**Exercise details**
Write out the whole listing again, exactly as given.

**Input material**

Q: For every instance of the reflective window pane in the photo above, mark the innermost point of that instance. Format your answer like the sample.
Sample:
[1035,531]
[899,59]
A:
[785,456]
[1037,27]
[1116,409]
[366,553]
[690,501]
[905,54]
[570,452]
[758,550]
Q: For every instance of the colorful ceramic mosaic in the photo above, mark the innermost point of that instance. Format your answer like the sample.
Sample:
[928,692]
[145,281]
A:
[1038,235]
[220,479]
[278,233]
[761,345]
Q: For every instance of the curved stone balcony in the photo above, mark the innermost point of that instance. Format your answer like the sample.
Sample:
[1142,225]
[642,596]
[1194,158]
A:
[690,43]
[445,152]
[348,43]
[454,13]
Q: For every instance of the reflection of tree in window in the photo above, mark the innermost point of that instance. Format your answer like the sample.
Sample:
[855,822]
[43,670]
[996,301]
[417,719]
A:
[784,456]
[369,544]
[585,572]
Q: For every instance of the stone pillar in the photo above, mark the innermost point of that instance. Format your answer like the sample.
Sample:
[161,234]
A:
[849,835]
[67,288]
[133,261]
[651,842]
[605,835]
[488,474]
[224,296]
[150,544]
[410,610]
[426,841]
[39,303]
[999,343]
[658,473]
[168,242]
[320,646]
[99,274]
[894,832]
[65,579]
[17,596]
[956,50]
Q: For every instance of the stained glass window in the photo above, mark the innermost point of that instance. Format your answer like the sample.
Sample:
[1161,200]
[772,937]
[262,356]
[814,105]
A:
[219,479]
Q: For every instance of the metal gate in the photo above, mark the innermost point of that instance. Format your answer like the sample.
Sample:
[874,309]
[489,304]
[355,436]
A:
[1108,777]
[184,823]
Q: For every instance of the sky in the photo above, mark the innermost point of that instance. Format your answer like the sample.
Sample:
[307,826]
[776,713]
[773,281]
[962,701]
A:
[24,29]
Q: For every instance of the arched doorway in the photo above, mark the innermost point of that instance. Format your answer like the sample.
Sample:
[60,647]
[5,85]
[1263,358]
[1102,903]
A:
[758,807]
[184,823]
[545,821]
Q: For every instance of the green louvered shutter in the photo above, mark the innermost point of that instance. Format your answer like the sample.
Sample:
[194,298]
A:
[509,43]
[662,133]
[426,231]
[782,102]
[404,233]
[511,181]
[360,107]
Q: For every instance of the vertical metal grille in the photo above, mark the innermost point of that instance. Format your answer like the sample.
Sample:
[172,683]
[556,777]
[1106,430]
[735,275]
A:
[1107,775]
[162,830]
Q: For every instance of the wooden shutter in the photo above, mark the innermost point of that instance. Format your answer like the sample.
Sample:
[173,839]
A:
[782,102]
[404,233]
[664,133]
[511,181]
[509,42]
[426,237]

**Written solution**
Q: For every instance of the reflective window pane in the photo above, mark the innermost point of that instance. Format your answer like the sample.
Sample:
[1035,531]
[899,59]
A:
[785,456]
[1037,27]
[1116,409]
[366,553]
[690,501]
[905,54]
[570,452]
[758,550]
Q: For every instance of the colorful ceramic mosaic in the photo above, mark the innermost point of that instance. Format your answer like the sample.
Sample:
[928,692]
[145,281]
A:
[1038,235]
[220,479]
[278,233]
[761,345]
Q: For every instance of the curved stone balcony in the photo above, mark the innermost point of that instance. Format your answer like the sample.
Sample:
[1142,225]
[642,596]
[1194,158]
A:
[690,43]
[445,152]
[348,43]
[454,13]
Q: For every instance of the reflection of tree in window in the photo above, mark the innermost point of that instance. Format your answer like the sample.
Sample:
[855,822]
[43,670]
[996,301]
[417,719]
A:
[784,456]
[369,544]
[585,572]
Q: For every instance of the stone pillar in the photo above, mark the innermost point of that instance. Format your answer like the sample.
Sample:
[161,234]
A:
[849,835]
[67,288]
[133,261]
[651,842]
[605,835]
[488,474]
[224,296]
[150,544]
[410,610]
[426,841]
[39,303]
[999,343]
[658,473]
[168,242]
[320,646]
[99,274]
[894,832]
[65,579]
[17,596]
[956,50]
Q: For every instance of the stained glass window in the photo above, mark the innermost point of that instance. Format your answer like the sample.
Sample:
[1161,200]
[772,937]
[262,356]
[814,105]
A:
[219,479]
Q: For every instance of the metal gate in the photo above, mark the innermost point of that instance. Format your answer like the sample.
Sample:
[874,309]
[489,304]
[355,436]
A:
[1108,777]
[184,823]
Q: For every instance of the sky in the photo above, mark the innermost point of that instance. Format your answer like the sample.
Sample:
[307,826]
[776,713]
[773,281]
[962,701]
A:
[24,29]
Q: For every instance of the arched doorway in the photo above, mark the innermost point of that instance. Format your answer like the sample.
Sample:
[60,647]
[5,85]
[1263,358]
[1102,903]
A:
[758,807]
[184,823]
[545,821]
Q: For every instance of the green louvered shutter in the photo above, mark the innermost point of that instance. Format your answer like the sample.
Sample:
[194,298]
A:
[509,43]
[662,133]
[426,231]
[782,102]
[404,233]
[511,181]
[360,107]
Q: For every instance of the vertical metal grille in the photo above, mark the innermost point of that instance. Format your answer like the sample.
Sample:
[172,683]
[556,777]
[1106,430]
[735,275]
A:
[1107,775]
[162,830]
Q: For every instance of the wooden shutter in the photo above, mark the innermost point of that instance. Format your answer like the sample.
Sample:
[173,839]
A:
[782,102]
[404,233]
[664,133]
[511,181]
[509,42]
[426,237]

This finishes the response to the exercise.